Source material:
-- Opening Marker --

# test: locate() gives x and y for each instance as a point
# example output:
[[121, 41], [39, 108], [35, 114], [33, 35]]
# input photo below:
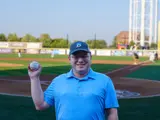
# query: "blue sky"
[[80, 19]]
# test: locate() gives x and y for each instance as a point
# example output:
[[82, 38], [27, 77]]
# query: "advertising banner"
[[32, 51], [3, 44], [118, 53], [34, 45], [5, 50], [45, 51], [103, 52], [17, 44], [59, 51], [93, 52]]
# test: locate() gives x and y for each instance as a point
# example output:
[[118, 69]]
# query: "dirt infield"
[[21, 85], [4, 64]]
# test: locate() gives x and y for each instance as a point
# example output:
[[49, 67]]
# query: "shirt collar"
[[91, 74]]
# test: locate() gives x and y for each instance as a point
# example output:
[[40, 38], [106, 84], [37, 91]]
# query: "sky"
[[80, 19]]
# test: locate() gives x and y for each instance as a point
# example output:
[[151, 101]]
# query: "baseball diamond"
[[126, 87]]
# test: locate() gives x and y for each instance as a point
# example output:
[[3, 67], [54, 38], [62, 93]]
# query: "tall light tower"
[[143, 22]]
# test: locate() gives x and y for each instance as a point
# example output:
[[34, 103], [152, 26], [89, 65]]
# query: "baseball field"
[[16, 103]]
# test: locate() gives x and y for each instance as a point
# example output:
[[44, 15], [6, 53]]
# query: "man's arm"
[[36, 90], [111, 114]]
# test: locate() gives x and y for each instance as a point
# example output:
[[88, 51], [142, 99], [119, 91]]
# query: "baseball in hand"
[[33, 66]]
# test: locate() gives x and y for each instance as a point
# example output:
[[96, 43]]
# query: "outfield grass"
[[22, 108], [151, 72], [121, 58], [54, 68]]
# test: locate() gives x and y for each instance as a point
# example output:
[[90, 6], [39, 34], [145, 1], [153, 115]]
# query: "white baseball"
[[34, 65]]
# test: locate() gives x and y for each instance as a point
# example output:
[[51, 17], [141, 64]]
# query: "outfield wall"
[[59, 51]]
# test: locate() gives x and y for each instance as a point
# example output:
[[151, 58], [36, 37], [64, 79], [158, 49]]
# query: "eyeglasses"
[[77, 57]]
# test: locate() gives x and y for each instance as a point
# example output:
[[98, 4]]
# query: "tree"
[[12, 37], [97, 44], [2, 37], [29, 38], [114, 43], [131, 43], [153, 45], [45, 39], [59, 43]]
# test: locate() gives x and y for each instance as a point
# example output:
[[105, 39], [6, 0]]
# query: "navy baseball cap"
[[78, 46]]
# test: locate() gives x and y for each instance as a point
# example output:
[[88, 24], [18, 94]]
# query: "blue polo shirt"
[[81, 98]]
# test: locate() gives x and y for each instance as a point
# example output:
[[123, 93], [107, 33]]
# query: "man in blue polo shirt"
[[80, 94]]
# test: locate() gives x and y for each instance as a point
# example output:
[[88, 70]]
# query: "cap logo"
[[78, 45]]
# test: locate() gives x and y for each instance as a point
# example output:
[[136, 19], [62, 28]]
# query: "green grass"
[[22, 108], [151, 72], [121, 58], [54, 69], [139, 109]]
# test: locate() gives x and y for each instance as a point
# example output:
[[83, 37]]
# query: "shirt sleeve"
[[49, 94], [110, 97]]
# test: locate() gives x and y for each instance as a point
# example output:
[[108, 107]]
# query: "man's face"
[[81, 62]]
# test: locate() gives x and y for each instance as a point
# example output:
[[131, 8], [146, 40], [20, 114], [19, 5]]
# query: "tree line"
[[49, 42]]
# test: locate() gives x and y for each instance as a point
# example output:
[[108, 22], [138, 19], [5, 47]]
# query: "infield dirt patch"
[[21, 84], [10, 65]]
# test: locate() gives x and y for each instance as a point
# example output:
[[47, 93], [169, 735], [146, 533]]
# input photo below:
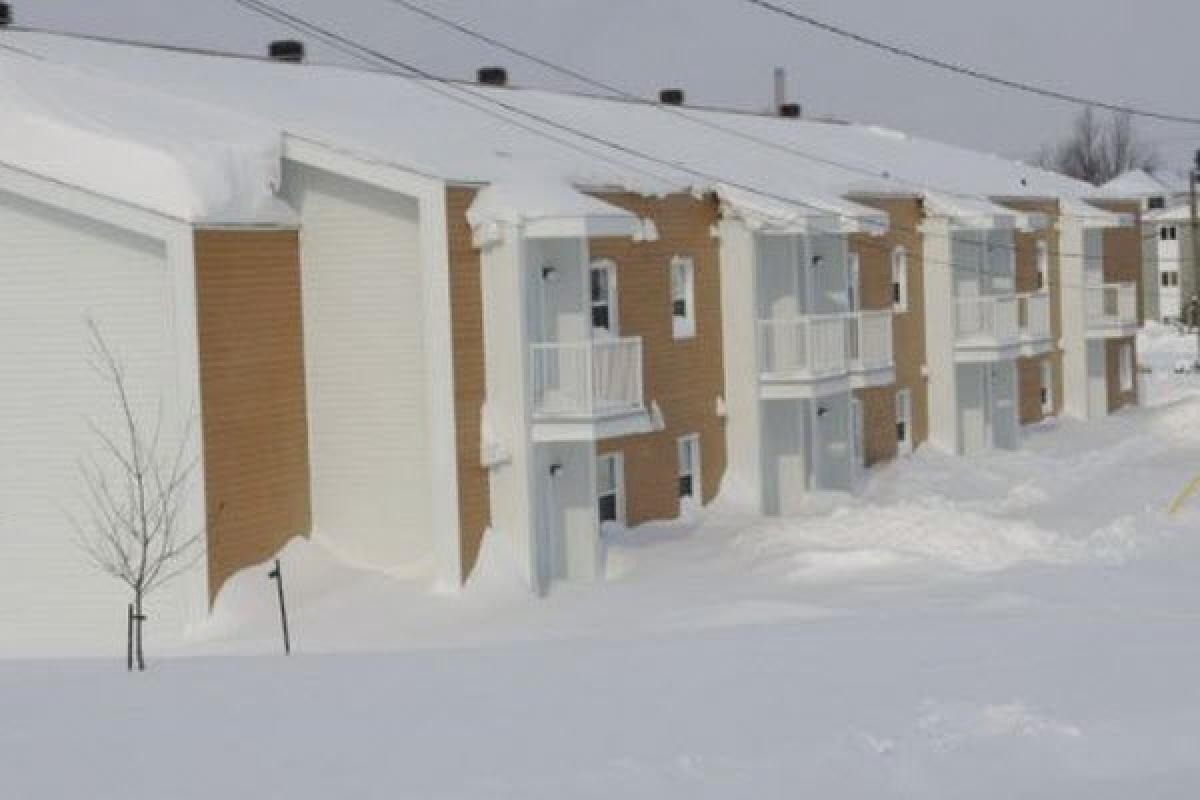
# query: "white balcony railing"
[[821, 346], [869, 340], [987, 318], [1113, 305], [803, 347], [1033, 314], [587, 379]]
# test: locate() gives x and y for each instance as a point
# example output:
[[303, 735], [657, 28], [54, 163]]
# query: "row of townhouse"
[[1169, 264], [403, 319]]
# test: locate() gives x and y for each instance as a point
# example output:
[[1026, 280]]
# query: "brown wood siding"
[[907, 328], [879, 423], [1119, 398], [252, 384], [1029, 386], [684, 377], [469, 379], [1026, 281], [1122, 247]]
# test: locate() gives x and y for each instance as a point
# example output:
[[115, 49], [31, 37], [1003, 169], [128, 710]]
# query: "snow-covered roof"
[[781, 170], [1175, 214], [1133, 184], [159, 152]]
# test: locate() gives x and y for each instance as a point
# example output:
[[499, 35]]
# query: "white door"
[[975, 404]]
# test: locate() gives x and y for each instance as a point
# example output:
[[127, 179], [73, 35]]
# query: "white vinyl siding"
[[55, 270], [366, 370]]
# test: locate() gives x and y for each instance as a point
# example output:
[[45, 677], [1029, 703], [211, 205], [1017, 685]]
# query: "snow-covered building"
[[409, 311]]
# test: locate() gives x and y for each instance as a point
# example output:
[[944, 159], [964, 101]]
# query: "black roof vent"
[[493, 76], [286, 49], [671, 96]]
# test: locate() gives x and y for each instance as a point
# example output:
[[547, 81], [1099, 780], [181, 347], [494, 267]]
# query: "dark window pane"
[[607, 507], [685, 489]]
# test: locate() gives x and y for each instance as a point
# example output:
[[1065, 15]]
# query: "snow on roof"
[[1133, 184], [155, 151], [1175, 214], [781, 169]]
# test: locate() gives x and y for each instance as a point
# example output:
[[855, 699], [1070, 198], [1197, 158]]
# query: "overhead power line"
[[970, 72]]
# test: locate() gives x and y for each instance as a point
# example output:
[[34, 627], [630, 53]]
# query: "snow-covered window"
[[604, 296], [1043, 265], [1126, 367], [689, 465], [683, 298], [900, 280], [904, 420], [610, 487], [1047, 386]]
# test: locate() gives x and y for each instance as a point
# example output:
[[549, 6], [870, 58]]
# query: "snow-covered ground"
[[1018, 625]]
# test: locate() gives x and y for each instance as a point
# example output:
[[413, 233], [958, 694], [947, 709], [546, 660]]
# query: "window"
[[904, 421], [604, 296], [610, 488], [1047, 386], [853, 268], [689, 467], [1043, 265], [900, 280], [1126, 367], [683, 311]]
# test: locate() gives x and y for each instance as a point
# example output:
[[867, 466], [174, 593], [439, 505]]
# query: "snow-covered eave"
[[821, 214]]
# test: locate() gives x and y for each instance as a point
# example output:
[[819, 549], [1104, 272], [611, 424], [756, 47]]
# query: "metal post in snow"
[[276, 575]]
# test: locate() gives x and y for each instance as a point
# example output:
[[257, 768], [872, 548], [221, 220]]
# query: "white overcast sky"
[[721, 52]]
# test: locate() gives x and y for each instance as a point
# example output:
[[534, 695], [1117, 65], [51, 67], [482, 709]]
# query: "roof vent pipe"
[[287, 49], [671, 96], [493, 76]]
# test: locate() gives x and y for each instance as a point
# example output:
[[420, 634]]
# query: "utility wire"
[[355, 49], [970, 72]]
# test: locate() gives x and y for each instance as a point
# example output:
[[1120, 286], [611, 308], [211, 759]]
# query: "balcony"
[[1111, 310], [1033, 323], [587, 390], [817, 355], [987, 328]]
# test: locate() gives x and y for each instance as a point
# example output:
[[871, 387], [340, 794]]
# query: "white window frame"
[[1047, 377], [899, 278], [1043, 265], [904, 414], [683, 328], [697, 487], [1125, 366], [618, 491], [609, 266], [853, 282]]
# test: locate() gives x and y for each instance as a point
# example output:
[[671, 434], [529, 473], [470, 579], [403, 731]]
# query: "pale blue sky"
[[723, 52]]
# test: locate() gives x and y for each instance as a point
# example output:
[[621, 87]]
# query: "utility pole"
[[1194, 242]]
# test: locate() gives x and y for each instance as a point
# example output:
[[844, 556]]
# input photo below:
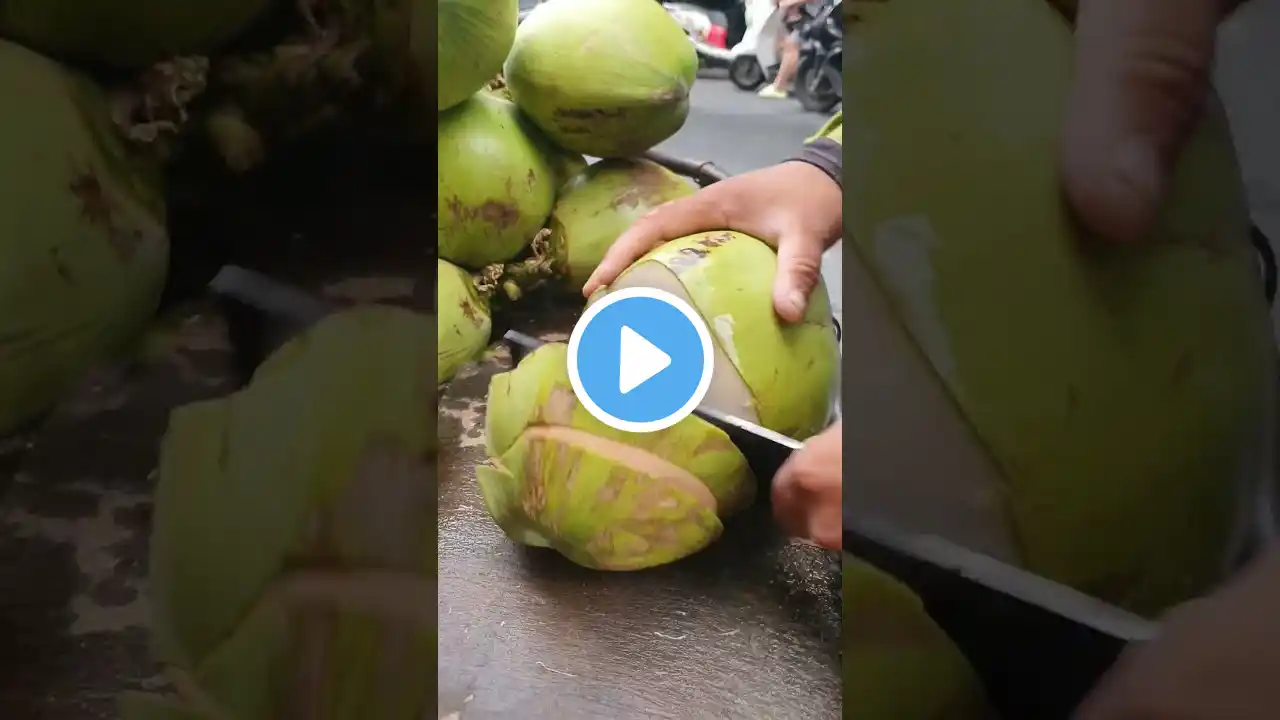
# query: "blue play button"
[[640, 359]]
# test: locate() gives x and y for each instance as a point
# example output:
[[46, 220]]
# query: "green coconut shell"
[[83, 249], [604, 499], [897, 664], [608, 78], [599, 205], [496, 188], [474, 37], [128, 33], [464, 322], [293, 543], [790, 372], [1116, 388]]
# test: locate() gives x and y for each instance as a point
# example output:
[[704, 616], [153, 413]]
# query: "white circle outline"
[[704, 383]]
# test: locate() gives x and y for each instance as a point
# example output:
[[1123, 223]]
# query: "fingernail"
[[795, 302]]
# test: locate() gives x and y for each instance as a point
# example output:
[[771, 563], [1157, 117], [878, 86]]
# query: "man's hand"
[[1216, 659], [1142, 72], [792, 206], [808, 491]]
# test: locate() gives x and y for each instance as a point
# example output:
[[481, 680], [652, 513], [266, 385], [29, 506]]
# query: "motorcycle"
[[819, 81], [705, 30], [752, 54], [712, 26]]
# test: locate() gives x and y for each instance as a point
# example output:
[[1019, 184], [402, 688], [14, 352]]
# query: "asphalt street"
[[741, 132]]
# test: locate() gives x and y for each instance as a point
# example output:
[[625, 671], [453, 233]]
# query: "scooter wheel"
[[745, 72]]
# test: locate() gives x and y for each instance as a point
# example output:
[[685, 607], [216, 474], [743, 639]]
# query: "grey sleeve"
[[824, 154]]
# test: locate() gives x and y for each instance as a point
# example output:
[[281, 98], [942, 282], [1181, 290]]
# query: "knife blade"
[[1037, 646], [261, 314], [764, 450]]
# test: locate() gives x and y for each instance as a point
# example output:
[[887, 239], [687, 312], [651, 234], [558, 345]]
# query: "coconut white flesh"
[[919, 463], [727, 392]]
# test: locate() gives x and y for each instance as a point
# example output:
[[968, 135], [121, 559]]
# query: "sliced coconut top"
[[728, 392]]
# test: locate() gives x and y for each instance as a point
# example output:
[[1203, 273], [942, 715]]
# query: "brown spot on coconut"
[[600, 204], [464, 327], [483, 217]]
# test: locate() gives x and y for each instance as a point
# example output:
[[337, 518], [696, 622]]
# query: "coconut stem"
[[517, 278], [154, 106]]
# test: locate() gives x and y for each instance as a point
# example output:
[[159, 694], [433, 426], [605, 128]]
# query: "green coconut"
[[496, 188], [599, 205], [604, 499], [127, 33], [474, 39], [1115, 391], [608, 78], [897, 664], [464, 324], [293, 543], [784, 377], [83, 250]]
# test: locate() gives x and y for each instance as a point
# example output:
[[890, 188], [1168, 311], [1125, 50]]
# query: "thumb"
[[1142, 71], [799, 269]]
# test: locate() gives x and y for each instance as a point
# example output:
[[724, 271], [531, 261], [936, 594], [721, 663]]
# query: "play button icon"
[[640, 359]]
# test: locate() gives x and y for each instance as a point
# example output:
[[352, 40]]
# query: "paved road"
[[741, 132]]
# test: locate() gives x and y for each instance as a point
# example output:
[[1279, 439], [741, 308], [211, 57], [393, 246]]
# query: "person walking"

-- Closing Marker --

Work item: What you return must match the lines from the top of the data through the line with "[[151, 101]]" exactly, with the pictures removed.

Worked solution:
# test: locate() gives x and y for each instance as a point
# example output:
[[121, 41], [39, 108], [35, 114], [33, 35]]
# input photo below:
# query: "blue sky"
[[80, 19]]
# test: locate() gives x and y for each instance as a point
# example output:
[[82, 38], [27, 77]]
# query: "advertising banner"
[[32, 51], [3, 44], [118, 53], [34, 45], [5, 50], [45, 51], [103, 52], [17, 44], [59, 51], [93, 52]]
# test: locate() gives x and y for each instance as a point
# example output:
[[118, 69]]
# query: "dirt infield"
[[21, 85], [4, 64]]
# test: locate() gives x and y for each instance as a point
# example output:
[[49, 67]]
# query: "shirt collar"
[[91, 74]]
# test: locate() gives x and y for each instance as a point
# example output:
[[40, 38], [106, 84], [37, 91]]
# query: "sky"
[[80, 19]]
# test: locate() gives x and y for each instance as a point
# example output:
[[151, 101]]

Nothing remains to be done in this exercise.